__EXERCISE REQUIREMENTS__
1. According to the swine flu article, how many swine flu infections did the State record in 2017?
2. List every institution or organization that the swine flu article mentions by its proper name.

__EXCERPT__

Swine flu rears its head in Hyderabad

Two elderly individuals from Hitech City reported with H1N1 infection

January 09, 2018 12:25 am | Updated 06:34 pm IST - HYDERABAD

After a lull of over a month, swine flu virus has reared its head again, infecting two elderly individuals from the city. Public health officials portend more infections that may continue well into summer.

A 65-year-old and a 69-year-old, unrelated and both from Hitech City, were admitted to private hospitals last weekend with symptoms of swine flu, sources in the health administration informed. Test confirmed H1N1 infection. The patients were said to be stable on Monday but co-morbid conditions and age puts them at increased risk of mortality. Report of the two cases of infection comes at an unlikely time. In December, the health administration received 35 samples from patients with suspected swine flu infections, but tests at the Institute of Preventive Medicine did not find a positive case, despite marked fall in temperature during the month. Post-monsoon, through the winters a consistent reduction in infections were witnessed for the past few years. But a spike in cases was seen when warm weather prevailed, data shows. Through its yearly updates, Ministry of Health and Family informed last week that State recorded 2,165 swine flu infections in 2017. The flu killed 21, the Ministry claimed. More than two-third of last year’s infections and nearly all deaths occurred between January and May. “The latest report of infections, after a month’s lull, put us on a vigil. A spurt in cases is likely. A virology analysis will soon be required to determine if the virus remains the same as last year,” a Telangana health official informed, adding that the State will soon initiate measures to minimise disease burden. Viral DNA analysis revealed H1N1 had changed strains and may have adapted to peninsular India’s harsh summers.

The World Health Organisation maintains that while most people in temperate regions are at risk of seasonal influenza like H1N1 during winters, seasonality is now less obvious in tropical regions and epidemics can occur any time.

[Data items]
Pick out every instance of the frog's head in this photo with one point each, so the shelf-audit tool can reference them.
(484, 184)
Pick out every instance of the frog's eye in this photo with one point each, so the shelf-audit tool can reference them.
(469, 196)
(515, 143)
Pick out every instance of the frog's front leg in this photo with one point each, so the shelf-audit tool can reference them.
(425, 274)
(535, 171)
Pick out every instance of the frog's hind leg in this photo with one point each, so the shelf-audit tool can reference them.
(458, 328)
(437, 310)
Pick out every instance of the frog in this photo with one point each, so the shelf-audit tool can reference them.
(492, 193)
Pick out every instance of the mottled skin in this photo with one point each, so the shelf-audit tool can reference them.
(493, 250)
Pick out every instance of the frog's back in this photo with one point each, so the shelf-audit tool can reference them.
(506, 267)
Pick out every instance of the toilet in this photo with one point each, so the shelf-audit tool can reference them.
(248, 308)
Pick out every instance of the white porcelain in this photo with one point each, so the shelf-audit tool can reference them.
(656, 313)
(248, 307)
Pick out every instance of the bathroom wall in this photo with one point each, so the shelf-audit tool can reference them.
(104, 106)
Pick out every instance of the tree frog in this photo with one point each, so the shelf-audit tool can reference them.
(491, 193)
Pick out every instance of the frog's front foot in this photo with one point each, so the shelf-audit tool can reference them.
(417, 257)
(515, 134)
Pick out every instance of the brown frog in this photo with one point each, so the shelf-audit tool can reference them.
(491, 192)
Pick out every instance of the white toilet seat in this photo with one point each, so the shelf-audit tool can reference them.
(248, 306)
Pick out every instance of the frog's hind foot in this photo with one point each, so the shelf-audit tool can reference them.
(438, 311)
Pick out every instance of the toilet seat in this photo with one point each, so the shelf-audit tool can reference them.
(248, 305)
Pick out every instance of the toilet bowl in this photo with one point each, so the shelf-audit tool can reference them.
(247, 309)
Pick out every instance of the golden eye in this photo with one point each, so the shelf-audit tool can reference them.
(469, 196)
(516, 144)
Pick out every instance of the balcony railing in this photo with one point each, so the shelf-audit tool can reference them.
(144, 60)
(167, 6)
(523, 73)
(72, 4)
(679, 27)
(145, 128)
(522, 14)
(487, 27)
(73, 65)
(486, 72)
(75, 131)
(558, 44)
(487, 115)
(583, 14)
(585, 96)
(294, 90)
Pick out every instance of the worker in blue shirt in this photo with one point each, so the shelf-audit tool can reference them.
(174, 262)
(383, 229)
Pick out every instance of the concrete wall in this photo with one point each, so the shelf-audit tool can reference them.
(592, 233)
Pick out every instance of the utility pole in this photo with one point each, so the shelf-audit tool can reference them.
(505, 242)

__ANSWERS TO THE TASKS__
1. 2,165

2.
Institute of Preventive Medicine
Ministry of Health and Family
World Health Organisation